Data records

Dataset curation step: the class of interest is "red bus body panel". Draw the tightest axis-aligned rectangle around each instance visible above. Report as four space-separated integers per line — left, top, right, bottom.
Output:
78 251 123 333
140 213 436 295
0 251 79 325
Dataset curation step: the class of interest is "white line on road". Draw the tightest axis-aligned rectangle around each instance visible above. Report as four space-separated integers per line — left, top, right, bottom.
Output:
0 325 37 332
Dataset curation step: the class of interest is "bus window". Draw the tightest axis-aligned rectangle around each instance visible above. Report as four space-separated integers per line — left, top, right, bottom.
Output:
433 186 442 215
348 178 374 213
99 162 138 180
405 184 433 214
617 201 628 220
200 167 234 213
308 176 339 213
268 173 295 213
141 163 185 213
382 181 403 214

YOUR TASK:
Retype every line of the rows above verbatim.

SOLUTION FOR THIS EXERCISE:
Dataset curation step: the class of interest is "red bus body panel". Draw the tightest axis-aligned rectangle around each instance visible above. Report as four space-separated integers per line — left, top, right, bottom.
Output:
78 251 123 333
140 213 436 295
0 251 79 325
Dataset curation step: the class of interest is "white line on road". Draw the tightest axis-aligned rectangle around each instance visible above. Report as four space-separated integers per line — left, top, right, bottom.
Output:
0 325 37 332
Dataset curation step: the class of interest is "bus window". Draw the tightest axis-aligned rectangle around each instance visible above. Report as four space-separated integers per line — left, top, right, bottom.
Output:
433 186 442 215
348 178 374 213
99 162 138 180
405 184 433 214
617 201 628 220
200 167 234 213
308 176 339 213
268 173 295 213
141 163 185 213
382 181 403 214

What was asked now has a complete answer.